加敬農園への注文は、電話かFAXのみ。「お客さんのとのやりとりをできるだけ密にしたいから」とのこと。
敬悦さん
敬悦さん
この農園は、10年くらい前に立ち上げたんですよ。独立して2年くらいは、お客さんを見つけるのに大変でしたけど、自分で動いたり、視察に来てもらうようにして、リピーターを増やしていったんですよ。

——ご苦労もあったでしょうね。

敬悦さん
敬悦さん
苦労しないと良いものなんてできない。人間、必ず苦労はするから。まあ、ちょっと厳しかったけどね。

——そういう中で支えになったのは?

敬悦さん
敬悦さん
(家族を指差す)それに、良いものを作っている自信もあったしね。

美味しくするための、最後の仕上げ

午前中に収穫を終え、午後からは小屋へ移動して出荷の準備をしていきます。

智子さん
智子さん
収穫したものを機械で洗ってから、選別をして束ねていきます。
黄色っぽくなった葉を一つひとつ手で取り除きながら束ねていく。この日の出荷は120束ほど。秋田県内を中心に全国へ地方発送もしている。
智子さん
智子さん
選別して束ねたものを、仕上げに井戸水で洗います。
敬悦さん
敬悦さん
こうすると、締まって、しっかり硬くなるんですよ。こうやって持っても、くたっとへたらない。
敬悦さん
敬悦さん
ほら。まっすぐ立つんですよ。こういうのを目指して作っているんですよ。

※

取り組む課題:
**1.** 加敬農園についての文章によると、加敬農園への注文はどのような方法で受け付けていますか。
**2.** 加敬農園についての文章から、「美味しくするための、最後の仕上げ」で始まり「っても、くたっとへたらない。」で終わる部分をそのまま繰り返しなさい。
**3.** 加敬農園についての文章を、最後の文の後から書き進めなさい。

保存データ項目:
※

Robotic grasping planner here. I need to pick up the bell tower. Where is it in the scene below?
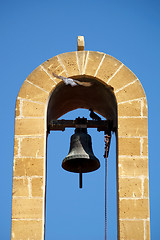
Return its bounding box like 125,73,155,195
11,37,150,240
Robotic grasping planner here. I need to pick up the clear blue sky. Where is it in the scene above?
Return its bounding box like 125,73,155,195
0,0,160,240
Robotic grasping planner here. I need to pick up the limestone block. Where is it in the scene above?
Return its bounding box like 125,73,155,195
85,51,105,76
11,220,43,240
18,81,49,103
41,56,67,79
120,220,144,240
118,101,141,117
20,137,44,157
13,178,29,197
58,52,80,76
31,178,43,197
15,99,20,117
15,118,45,135
27,66,55,92
96,54,122,81
13,158,44,177
14,137,20,157
119,199,149,219
115,80,145,103
109,65,137,91
12,198,44,219
143,99,148,117
22,101,45,118
118,138,140,156
143,178,149,197
119,178,142,198
118,157,148,177
142,138,148,156
118,118,148,137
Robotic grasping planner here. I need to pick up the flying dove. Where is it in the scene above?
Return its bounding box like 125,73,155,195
52,73,92,87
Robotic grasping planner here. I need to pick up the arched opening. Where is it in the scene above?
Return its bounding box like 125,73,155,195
45,77,117,240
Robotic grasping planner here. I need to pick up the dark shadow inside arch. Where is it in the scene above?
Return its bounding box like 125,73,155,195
47,76,117,239
47,75,117,127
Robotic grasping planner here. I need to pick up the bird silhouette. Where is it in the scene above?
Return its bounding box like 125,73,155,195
52,73,92,87
89,108,101,121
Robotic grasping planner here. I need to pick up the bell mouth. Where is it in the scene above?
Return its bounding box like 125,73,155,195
62,155,100,173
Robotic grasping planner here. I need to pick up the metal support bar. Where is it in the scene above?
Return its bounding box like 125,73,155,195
48,117,114,132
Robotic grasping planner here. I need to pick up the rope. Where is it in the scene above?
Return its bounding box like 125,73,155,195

※

課題別の解答:
**1.** 電話かFAXのみです。

**2.**
美味しくするための、最後の仕上げ

午前中に収穫を終え、午後からは小屋へ移動して出荷の準備をしていきます。

智子さん
智子さん
収穫したものを機械で洗ってから、選別をして束ねていきます。
黄色っぽくなった葉を一つひとつ手で取り除きながら束ねていく。この日の出荷は120束ほど。秋田県内を中心に全国へ地方発送もしている。
智子さん
智子さん
選別して束ねたものを、仕上げに井戸水で洗います。
敬悦さん
敬悦さん
こうすると、締まって、しっかり硬くなるんですよ。こうやって持っても、くたっとへたらない。

**3.**
——シャキシャキ食感のひみつは、ここにも隠されていたんですね! それにしても、ずいぶん手間がかかっていますね。

敬悦さん
敬悦さん
手間がかからないように工夫はしているんだけどね。農家は経験ですよ。作るのは1年に1回しかできないから。だから、毎年「去年はこうだったから今年はこうしよう」って考えながらやっていますね。
智子さん
智子さん
せりの収穫は2月の中頃で終わりで、そのあとはさくらんぼの作業が始まります。

いずれは、さくらんぼの摘み取り体験とか、作った農産物を食べていただけるようなカフェなんかもやってみたいと思うんですけれど、育てるだけでもまだまだ奥が深くて、わからないこともたくさんあるので、今は作る方を、勉強しながら続けていきたいですね。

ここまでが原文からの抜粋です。